Material for the task ->
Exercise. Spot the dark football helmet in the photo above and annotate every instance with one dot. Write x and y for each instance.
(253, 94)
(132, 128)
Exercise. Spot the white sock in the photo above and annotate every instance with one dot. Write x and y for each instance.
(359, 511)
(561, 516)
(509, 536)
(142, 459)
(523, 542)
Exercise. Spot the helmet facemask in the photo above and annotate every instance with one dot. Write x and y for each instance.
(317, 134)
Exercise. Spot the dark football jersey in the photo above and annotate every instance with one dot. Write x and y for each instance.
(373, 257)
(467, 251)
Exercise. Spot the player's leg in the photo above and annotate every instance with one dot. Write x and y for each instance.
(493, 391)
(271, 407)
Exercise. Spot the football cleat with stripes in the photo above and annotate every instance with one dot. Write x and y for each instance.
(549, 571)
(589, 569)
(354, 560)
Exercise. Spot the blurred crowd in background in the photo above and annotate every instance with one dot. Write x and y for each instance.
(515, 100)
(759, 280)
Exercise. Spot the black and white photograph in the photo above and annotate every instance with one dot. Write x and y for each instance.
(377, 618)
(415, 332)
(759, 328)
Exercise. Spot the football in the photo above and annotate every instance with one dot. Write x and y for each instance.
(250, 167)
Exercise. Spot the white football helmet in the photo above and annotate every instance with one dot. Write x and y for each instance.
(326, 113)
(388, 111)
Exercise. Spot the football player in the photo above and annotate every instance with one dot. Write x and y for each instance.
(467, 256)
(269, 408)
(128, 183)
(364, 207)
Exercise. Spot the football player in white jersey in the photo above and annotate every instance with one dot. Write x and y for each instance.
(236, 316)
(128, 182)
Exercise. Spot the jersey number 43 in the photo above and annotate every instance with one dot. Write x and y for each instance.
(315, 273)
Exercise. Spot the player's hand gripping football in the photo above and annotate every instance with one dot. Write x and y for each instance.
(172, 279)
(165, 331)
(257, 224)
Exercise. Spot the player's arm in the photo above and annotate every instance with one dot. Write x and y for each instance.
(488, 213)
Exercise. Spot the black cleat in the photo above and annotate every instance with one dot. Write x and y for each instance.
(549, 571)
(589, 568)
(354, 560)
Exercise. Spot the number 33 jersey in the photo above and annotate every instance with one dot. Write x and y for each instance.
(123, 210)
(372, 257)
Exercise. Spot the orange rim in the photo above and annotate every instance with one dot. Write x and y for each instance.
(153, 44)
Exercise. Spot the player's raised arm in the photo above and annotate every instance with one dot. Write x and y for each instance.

Task brief -> Copy out the full set of records precisely, leaving nothing out.

Result of the exercise ->
Exercise. Spot the dark football helmet in the photo above and annotate every instance with one dot. Write x and y for each instance.
(253, 94)
(132, 128)
Exercise. Spot the white sock in the photo above and annotate every instance with one dot. Write x and y for each instance.
(359, 511)
(561, 516)
(509, 536)
(142, 459)
(523, 542)
Exercise. Spot the helmet facemask in the photo above and annotate every instance with one dot. Write x and y for each instance.
(317, 134)
Exercise. Spot the dark football jersey in the photo above and annotate every instance with one dot. Write x and y for each instance.
(373, 257)
(467, 251)
Exercise. Spot the player's leg in the photo above and annotate every instance with one dot. Write x and y for each instance.
(493, 391)
(271, 407)
Exercise. Spot the football cleat with stripes in the photo above and annotate every instance with one dot. Write x and y for each instance.
(549, 571)
(589, 569)
(354, 560)
Exercise. Spot the blurred crowd in background in the photo above and annotate every instance with one dot. Write x and y for each instance.
(515, 100)
(759, 280)
Exercise. Spot the black and white photograph in the photo above and annotate every instance with one dot. Write x and y for each instance.
(377, 618)
(415, 332)
(759, 328)
Exercise. Spot the football in the photo above and annotate every instance with one dot. Write x and y for each instance.
(250, 167)
Exercise. Spot the white football helmet in the photo above and annotate every instance with one dot. Write x and y for each instance.
(326, 113)
(388, 111)
Exercise. Spot the football player in the photo above and annotate every instance with one dot. Write x and y for each instance.
(467, 256)
(269, 408)
(128, 183)
(364, 207)
Exercise. Spot the football player in white jersey in the photo above and annotate every instance with one dot. Write x and y for each instance.
(236, 316)
(128, 182)
Exercise. Spot the jersey number 43 in the photo above and annotate every instance with one dot. Write x and y for each instance.
(315, 273)
Exercise. Spot the player's hand gripping football in the photo above and annotate every instance with one dot. Write x and y for each instance.
(172, 279)
(165, 331)
(257, 224)
Exercise. Spot the player's arm in the photo above and annotate every instance with one dot. Write x and y for each instance.
(488, 213)
Exercise. Spot the black cleat in the photo above and annotate every instance with one dot. Write x and y for each instance.
(549, 571)
(589, 568)
(354, 560)
Exercise. Spot the number 33 jersey in the photo above and annotate every instance with one dot. Write x and y for each instance.
(123, 210)
(372, 257)
Exercise. Spot the orange rim in the photo above and annotate every instance with one dot. Write x and y for each instance.
(153, 44)
Exercise. Spot the player's raised arm in the photo above and annotate every instance with one dot. Write x and y for each instance.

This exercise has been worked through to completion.